COMPLÉTEZ CE QUI SUIT |
1) Selon le texte sur la loi Guizot, pourquoi peut-on penser que cette loi ne vise que les garçons ? Répondez en une à trois phrases.
2) Recopiez tout le passage du texte sur la loi Guizot qui va de « Le 28 juin 1833, au » jusqu'à « tous en France. ».
3) Poursuivez le texte sur la loi Guizot de 1833 après sa dernière phrase.

EXTRAIT DU TEXTE |

Le 28 juin 1833, au début du règne de Louis-Philippe Ier, le ministre de l'Instruction publique François Guizot fait voter une loi instaurant en France un enseignement primaire public et gratuit pour les enfants des familles pauvres. C'est la première étape de l'éducation pour tous en France.
Notons que la loi ne fait pas obligation aux parents d'envoyer leurs enfants à l'école. Elle ne fait pas non plus référence au sexe des élèves, ce qui sous-entend qu'il s'agit seulement de garçons et non de filles. C'est seulement sous Napoléon III avec Victor Duruy que l'instruction primaire deviendra obligatoire, y compris pour les filles...
Vers l'alphabétisation de masse
François Guizot, bourgeois sévère et conservateur, est aussi un pieux protestant épris des Lumières. Il exige dans la loi que chaque commune devienne, dans les six ans qui suivent, propriétaire d'un local d'école, loger et entretenir un ou plusieurs instituteurs et instruire tous les enfants en échange d'une rétribution mensuelle des familles : « Toute commune est tenue, soit par elle-même, soit en se réunissant à une ou plusieurs communes voisines, d'entretenir au moins une école primaire élémentaire » (article 9). Cette loi n'est pas sans rappeler l'ordonnance royale du 13 décembre 1698 qui avait demandé la création de « petites écoles » paroissiales de façon non contraignante (note ).

DONNÉES FOURNIES |
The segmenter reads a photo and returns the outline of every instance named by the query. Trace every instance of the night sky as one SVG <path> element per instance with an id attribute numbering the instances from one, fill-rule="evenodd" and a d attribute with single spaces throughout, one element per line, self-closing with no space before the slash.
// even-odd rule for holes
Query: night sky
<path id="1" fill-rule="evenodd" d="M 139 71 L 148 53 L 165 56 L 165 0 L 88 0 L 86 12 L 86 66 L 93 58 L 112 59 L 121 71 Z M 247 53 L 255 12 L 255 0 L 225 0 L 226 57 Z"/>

RÉSULTATS DE L'EXERCICE |
1) La loi ne fait aucune référence au sexe des élèves. Cela sous-entend qu'elle concerne seulement les garçons et non les filles.

2)
Le 28 juin 1833, au début du règne de Louis-Philippe Ier, le ministre de l'Instruction publique François Guizot fait voter une loi instaurant en France un enseignement primaire public et gratuit pour les enfants des familles pauvres. C'est la première étape de l'éducation pour tous en France.

3)
Pour la formation des instituteurs, le ministre accélère la création des Écoles normales. Les premières sont apparues sous la Révolution pour remplacer les curés dans leur fonction d'enseignement. L'article 11 de la loi stipule : « Tout département sera tenu d’entretenir une école normale primaire, soit par lui-même, soit en se réunissant à un ou plusieurs départements voisins » (article 11). Il ne s'agit encore que de former des instituteurs masculins. Les écoles normales de femmes seront créées à partir de 1844 selon le bon vouloir des élus locaux et les départements ne seront tenus d'en ouvrir qu'à partir de 1879.
La loi Guizot précise le contenu de l'enseignement : « L'instruction primaire élémentaire comprend nécessairement l'instruction morale et religieuse, la lecture, l’écriture, les éléments de la langue française et du calcul, le système légal des poids et mesures » (article 1)...
Non sans préciser : « Le vœu des pères de famille sera toujours consulté et suivi en ce qui concerne la participation de leurs enfants à l'instruction religieuse » (article 2) ! Autant dire que dès 1833, sous le règne du roi Louis-Philippe, on met des limites à l'influence de l'Église...
L'enseignement primaire élémentaire est gratuit pour les enfants des familles pauvres - un sur trois environ -. Pratiqué le plus souvent dans une classe unique, sans souci des niveaux, il permet aux enfants les plus faibles d'être soutenus par les autres. Notons que les châtiments corporels sont interdits par la loi dès 1834.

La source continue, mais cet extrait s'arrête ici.